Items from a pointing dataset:

|---|

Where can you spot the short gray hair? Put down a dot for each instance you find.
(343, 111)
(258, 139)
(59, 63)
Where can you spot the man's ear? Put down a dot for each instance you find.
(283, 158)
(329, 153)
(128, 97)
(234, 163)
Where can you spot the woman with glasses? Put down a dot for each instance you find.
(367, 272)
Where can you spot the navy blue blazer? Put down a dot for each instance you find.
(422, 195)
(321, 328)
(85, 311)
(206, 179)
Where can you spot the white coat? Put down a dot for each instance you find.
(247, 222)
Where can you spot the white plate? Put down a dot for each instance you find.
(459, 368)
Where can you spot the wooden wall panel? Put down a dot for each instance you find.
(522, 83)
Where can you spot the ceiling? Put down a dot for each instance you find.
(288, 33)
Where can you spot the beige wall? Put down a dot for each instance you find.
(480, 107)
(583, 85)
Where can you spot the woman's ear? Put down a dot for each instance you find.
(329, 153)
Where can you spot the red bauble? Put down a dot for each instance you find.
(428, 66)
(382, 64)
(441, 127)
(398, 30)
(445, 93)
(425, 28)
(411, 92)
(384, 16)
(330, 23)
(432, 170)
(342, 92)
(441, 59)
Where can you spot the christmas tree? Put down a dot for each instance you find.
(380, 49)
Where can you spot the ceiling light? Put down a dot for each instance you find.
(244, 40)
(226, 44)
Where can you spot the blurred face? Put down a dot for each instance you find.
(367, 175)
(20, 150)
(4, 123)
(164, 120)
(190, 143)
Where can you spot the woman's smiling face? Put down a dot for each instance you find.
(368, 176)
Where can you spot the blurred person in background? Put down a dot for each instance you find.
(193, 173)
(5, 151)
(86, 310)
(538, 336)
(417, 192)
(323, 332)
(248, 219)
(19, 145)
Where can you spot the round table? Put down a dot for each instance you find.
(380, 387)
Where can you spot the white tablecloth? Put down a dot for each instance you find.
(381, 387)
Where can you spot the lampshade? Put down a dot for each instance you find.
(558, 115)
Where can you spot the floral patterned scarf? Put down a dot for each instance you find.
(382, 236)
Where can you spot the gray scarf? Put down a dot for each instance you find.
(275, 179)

|---|

◆ **Written task**: Starting at the line that has "Where can you spot the gray" and continuing through the last of the items, write those lines out again in full, requests included, with 55 subtracted from every coordinate in the answers.

◆ **Exercise answer**:
Where can you spot the gray scarf? Put down a dot for each instance you find.
(220, 124)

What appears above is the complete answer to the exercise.